◆ **Problem to solve**: Which lines in the items below contain the string "tree"? Sift through the items and copy each such line, treating uppercase and lowercase as different.

◆ **Records supplied**:
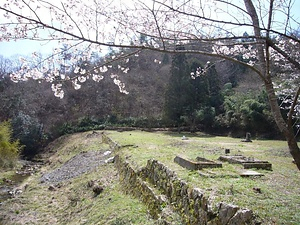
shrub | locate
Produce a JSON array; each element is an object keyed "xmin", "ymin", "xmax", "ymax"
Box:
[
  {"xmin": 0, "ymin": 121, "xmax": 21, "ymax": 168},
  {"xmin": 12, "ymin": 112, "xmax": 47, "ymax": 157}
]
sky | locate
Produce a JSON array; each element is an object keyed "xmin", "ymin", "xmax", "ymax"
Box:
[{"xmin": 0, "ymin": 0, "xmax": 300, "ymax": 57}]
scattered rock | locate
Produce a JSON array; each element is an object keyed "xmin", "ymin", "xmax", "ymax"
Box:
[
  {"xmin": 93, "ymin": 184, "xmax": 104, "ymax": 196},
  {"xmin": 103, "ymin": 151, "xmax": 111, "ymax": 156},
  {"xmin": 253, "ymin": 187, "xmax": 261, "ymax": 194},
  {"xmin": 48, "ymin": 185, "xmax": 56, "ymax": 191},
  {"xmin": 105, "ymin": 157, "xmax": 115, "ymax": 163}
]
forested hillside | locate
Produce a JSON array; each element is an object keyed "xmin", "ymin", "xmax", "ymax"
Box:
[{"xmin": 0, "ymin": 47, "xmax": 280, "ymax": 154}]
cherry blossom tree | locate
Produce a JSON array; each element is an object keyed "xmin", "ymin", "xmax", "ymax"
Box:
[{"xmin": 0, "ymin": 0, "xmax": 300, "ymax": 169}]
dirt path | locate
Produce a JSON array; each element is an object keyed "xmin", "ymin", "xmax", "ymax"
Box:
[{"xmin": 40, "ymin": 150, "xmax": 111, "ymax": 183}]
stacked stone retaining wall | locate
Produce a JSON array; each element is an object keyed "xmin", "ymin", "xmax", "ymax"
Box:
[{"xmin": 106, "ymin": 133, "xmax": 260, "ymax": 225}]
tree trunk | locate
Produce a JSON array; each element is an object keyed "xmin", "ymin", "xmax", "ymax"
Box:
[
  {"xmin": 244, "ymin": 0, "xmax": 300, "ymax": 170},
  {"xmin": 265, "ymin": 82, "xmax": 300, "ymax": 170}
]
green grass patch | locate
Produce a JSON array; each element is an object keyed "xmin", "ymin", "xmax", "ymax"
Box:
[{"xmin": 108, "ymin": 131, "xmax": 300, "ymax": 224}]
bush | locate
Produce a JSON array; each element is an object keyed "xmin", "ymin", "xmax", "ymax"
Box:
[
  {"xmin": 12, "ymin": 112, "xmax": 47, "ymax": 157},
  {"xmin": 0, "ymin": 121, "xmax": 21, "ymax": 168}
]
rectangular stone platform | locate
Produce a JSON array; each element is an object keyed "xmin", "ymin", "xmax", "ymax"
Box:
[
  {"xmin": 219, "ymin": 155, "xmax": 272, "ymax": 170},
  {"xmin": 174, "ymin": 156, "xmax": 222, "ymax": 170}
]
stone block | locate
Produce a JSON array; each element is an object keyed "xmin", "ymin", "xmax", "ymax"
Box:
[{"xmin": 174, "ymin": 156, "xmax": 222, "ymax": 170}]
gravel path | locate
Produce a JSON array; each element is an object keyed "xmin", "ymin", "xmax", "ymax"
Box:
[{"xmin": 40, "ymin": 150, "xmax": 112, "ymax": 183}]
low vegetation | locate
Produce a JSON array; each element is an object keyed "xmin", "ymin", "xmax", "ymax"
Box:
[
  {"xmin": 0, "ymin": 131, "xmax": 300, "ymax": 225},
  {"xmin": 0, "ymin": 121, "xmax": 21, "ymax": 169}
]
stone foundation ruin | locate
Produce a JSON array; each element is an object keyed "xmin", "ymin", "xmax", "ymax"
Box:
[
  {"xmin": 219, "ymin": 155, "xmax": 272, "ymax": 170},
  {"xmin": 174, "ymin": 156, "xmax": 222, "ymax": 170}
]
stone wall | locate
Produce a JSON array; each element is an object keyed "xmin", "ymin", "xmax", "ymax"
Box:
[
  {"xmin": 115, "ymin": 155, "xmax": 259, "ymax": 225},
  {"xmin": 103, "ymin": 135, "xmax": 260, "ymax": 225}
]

--

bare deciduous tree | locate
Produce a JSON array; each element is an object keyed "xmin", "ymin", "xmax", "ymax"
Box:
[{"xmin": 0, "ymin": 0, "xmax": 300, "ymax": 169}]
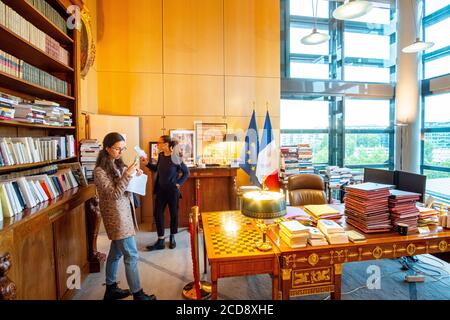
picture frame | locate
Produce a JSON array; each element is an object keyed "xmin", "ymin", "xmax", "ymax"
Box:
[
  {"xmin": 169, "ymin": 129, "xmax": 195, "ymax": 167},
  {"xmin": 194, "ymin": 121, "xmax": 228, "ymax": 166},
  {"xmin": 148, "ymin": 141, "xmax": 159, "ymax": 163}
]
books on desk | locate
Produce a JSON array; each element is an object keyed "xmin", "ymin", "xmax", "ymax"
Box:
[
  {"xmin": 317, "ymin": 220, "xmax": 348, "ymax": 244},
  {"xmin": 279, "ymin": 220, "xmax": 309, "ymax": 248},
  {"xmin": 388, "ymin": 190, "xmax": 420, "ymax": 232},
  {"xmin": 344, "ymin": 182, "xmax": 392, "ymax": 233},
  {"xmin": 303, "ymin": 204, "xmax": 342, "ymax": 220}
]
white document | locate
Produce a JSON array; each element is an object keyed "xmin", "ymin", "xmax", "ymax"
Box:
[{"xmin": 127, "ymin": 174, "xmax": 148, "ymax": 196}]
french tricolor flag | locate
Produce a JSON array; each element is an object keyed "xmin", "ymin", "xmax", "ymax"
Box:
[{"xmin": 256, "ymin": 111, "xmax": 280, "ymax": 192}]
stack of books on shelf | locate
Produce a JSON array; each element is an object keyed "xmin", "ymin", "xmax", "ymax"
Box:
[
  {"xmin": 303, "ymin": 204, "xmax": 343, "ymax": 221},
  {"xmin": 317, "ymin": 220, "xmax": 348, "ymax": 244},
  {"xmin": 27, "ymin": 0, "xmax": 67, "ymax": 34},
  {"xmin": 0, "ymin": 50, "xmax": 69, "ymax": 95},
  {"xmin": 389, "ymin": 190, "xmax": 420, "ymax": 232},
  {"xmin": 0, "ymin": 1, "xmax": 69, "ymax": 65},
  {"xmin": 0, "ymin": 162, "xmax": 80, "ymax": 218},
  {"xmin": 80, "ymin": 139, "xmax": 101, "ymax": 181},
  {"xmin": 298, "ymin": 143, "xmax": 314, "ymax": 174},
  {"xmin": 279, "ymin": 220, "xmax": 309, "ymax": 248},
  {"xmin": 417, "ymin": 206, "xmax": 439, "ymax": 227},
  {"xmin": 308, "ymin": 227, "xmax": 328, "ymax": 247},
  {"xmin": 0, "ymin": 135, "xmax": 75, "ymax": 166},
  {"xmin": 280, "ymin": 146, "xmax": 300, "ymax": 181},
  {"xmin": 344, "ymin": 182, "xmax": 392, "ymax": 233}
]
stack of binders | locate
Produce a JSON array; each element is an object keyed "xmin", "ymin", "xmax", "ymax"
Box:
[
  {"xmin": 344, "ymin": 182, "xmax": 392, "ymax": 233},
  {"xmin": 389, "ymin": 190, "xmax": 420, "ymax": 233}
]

◆ **Output**:
cherry blossom tree | locate
tree trunk | locate
bare deciduous tree | locate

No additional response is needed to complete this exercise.